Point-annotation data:
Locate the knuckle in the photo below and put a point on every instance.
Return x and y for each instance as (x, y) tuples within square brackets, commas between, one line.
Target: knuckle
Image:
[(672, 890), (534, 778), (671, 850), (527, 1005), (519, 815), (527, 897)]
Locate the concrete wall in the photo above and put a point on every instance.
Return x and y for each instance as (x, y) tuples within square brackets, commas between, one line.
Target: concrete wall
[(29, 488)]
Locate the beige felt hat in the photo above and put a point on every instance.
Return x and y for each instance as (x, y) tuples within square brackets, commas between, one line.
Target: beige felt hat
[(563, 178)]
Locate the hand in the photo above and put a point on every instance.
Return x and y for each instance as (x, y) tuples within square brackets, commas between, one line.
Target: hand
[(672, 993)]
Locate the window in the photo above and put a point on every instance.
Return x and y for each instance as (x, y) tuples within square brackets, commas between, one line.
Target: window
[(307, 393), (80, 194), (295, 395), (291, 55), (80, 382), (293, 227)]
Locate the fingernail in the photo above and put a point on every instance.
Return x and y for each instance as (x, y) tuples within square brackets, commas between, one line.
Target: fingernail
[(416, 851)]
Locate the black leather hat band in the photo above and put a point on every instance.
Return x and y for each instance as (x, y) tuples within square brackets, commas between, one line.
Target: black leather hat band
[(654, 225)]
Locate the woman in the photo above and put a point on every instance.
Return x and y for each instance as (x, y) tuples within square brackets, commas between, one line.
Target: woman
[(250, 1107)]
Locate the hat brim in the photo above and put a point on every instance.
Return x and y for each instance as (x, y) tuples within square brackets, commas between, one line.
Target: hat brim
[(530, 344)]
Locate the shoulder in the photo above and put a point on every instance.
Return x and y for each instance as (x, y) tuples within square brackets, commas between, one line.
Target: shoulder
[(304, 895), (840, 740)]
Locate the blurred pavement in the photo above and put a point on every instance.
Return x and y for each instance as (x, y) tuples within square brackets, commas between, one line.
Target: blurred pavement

**Work to complete:** Could you reproduce the data above with each "Locate" swapped for "Find" and everything else left the same?

**Solution to the problem:**
Find the knuckle in the photo below and put a point on every instance.
Return x and y for each instance as (x, y) tuples within square brackets, commas between, one line.
Target: knuckle
Image:
[(672, 890), (534, 778), (671, 850), (527, 1005), (519, 815), (527, 897)]
Find the concrete wall in the photo above and put a point on every instance.
Return x and y for each instance as (x, y) tuples within square brackets, commas between, one line.
Target: concrete wall
[(29, 488)]
Find the beige felt hat in the photo above and put a point on every instance.
Return x and y for each instance as (x, y) tuples within square brackets, commas between, one line.
Target: beige felt hat
[(563, 178)]
Find the hand in the photo above and put a point on every instance.
Return x and y for each instance as (x, y) tuples within square brackets, commas between, one line.
Target: hand
[(672, 993)]
Find the window in the photo above and put a point on every instance.
Return x and y for each instance as (x, y) tuples within square brackets, commas between, one line.
Target: window
[(307, 393), (80, 194), (295, 395), (291, 55), (80, 382), (293, 227)]
Find the fingernail in the photo above and put a point on every instance.
Return x and y for each instance as (x, y) tuples within square brackets, commas between, one line.
Target: fingernail
[(416, 851)]
Find the black leather hat band in the photo above and put a point on every instance.
Return x and y for each instance as (x, y) tuples within square brackets, commas between, one line.
Target: black leather hat band
[(654, 225)]
Find the woman in the photo above and put a point on every instance.
Return x and y for each instance as (x, y) tuples within square brackets, commas between, one line.
Target: woman
[(250, 1107)]
Find the hat brim in the photo above and put a point on every instance.
Return x and y for each instance as (x, y) tuples within square brackets, commas between, one line.
Target: hat brim
[(530, 344)]
Find the shoulder in the photo above and put a point on every instance.
Return x and y for each instance as (x, y) tuples within square brackets, commas between, one line.
Target: shoulder
[(304, 895), (840, 740)]
Find the blurred pavement in the photo above and put a point on every instance.
Return x and y for each instance as (x, y) tuples within square brackets, commas between, one line.
Target: blurred pavement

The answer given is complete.